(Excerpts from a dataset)
=== Section Start ===

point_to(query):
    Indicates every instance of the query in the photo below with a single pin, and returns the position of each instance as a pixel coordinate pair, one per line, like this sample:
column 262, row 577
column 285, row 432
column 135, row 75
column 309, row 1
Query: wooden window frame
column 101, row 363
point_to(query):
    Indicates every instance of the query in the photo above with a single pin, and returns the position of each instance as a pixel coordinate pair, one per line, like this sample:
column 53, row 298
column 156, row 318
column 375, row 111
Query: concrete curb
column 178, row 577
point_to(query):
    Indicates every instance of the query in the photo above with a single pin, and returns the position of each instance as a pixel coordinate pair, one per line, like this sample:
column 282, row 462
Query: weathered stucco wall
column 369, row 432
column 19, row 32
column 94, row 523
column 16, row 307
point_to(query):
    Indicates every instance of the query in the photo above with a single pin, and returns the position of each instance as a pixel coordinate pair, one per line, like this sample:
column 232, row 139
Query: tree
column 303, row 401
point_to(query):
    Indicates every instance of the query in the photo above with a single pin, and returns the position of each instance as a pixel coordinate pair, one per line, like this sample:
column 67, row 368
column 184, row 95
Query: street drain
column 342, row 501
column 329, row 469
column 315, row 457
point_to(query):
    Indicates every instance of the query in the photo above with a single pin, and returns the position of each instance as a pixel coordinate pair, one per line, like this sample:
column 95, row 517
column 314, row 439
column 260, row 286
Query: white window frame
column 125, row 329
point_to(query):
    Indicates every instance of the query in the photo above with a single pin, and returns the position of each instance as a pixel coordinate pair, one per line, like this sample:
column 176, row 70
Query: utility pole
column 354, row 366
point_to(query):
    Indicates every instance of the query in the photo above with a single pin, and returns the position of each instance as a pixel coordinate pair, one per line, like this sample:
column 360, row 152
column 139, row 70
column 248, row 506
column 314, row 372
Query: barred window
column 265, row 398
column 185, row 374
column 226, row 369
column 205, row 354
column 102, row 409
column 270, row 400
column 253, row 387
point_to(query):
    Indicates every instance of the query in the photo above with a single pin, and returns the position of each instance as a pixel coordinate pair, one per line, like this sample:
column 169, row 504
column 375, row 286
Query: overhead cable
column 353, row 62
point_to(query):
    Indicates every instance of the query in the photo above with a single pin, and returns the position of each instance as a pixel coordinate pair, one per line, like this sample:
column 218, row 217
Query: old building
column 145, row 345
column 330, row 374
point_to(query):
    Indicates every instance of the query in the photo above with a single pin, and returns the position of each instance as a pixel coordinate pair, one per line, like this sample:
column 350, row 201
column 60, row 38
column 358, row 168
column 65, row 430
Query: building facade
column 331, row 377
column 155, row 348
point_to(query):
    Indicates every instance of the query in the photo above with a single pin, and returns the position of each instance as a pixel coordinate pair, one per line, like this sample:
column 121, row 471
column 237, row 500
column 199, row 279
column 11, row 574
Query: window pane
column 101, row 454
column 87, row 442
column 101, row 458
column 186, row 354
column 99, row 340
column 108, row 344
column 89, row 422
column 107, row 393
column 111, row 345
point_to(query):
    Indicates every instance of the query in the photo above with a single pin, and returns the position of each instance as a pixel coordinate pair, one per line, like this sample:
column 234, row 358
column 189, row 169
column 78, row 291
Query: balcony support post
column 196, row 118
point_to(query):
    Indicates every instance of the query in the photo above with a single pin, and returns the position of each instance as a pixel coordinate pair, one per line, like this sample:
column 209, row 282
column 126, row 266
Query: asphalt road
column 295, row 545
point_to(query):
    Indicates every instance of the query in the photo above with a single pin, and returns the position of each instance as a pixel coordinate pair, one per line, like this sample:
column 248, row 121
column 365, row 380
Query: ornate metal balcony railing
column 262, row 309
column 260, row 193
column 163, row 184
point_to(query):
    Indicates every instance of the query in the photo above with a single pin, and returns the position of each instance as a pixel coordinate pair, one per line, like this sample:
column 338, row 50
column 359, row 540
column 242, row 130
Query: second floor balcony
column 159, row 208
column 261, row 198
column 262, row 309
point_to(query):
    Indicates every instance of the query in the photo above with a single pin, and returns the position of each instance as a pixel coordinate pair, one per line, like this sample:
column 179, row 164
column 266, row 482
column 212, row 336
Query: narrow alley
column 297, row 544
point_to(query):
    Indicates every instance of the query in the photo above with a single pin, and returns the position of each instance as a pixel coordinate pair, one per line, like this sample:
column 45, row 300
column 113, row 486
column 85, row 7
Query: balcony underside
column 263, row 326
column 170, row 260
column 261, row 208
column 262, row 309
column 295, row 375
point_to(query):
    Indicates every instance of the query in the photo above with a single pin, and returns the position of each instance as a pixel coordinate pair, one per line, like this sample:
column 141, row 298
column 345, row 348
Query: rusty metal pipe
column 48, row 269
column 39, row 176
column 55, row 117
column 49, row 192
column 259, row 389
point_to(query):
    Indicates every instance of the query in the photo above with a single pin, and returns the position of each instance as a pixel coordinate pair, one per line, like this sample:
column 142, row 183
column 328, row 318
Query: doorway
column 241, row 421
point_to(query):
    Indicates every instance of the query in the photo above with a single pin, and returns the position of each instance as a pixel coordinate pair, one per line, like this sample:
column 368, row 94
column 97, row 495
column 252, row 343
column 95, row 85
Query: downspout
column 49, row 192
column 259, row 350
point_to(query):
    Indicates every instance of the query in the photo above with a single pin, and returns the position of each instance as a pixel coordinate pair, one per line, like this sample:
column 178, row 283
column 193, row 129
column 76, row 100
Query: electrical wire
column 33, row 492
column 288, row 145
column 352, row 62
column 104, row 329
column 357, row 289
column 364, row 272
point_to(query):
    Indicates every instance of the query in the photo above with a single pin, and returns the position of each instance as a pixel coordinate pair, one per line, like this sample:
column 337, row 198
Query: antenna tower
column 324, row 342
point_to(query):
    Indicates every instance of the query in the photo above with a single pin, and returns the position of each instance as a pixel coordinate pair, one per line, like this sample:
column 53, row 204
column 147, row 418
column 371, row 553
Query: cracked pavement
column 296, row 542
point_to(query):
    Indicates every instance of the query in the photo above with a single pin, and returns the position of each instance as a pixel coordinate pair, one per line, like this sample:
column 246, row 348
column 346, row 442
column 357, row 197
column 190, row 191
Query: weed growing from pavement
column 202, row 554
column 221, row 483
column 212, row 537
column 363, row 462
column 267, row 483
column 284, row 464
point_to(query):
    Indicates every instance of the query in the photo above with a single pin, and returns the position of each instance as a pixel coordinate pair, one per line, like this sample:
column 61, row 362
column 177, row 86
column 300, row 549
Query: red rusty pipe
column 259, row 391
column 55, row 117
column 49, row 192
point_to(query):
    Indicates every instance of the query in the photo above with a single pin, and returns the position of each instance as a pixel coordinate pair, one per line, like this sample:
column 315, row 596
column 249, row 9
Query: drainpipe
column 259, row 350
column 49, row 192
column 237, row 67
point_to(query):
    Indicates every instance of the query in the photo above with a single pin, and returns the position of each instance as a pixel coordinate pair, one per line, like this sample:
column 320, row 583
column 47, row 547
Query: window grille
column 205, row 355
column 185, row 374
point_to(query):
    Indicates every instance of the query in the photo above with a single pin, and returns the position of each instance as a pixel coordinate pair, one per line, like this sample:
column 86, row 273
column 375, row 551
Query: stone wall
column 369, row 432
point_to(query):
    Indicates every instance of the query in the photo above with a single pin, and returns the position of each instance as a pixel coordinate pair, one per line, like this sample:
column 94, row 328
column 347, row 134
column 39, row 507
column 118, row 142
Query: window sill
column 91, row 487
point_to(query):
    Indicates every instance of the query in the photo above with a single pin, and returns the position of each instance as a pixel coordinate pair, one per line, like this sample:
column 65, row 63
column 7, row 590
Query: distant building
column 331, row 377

=== Section End ===

**ACTION ITEM:**
Transcribe each line of the data above, unaltered, from the one where "Query: stone wall" appears to the one where "column 39, row 507" appears, inclusive of both.

**COMPLETED TASK:**
Query: stone wall
column 369, row 432
point_to(query):
    Indicates every instance of the query in the photo above with a single pin, and returns the position of each instance as a pixel coordinate pair, one per line, like this sample:
column 94, row 328
column 347, row 134
column 39, row 507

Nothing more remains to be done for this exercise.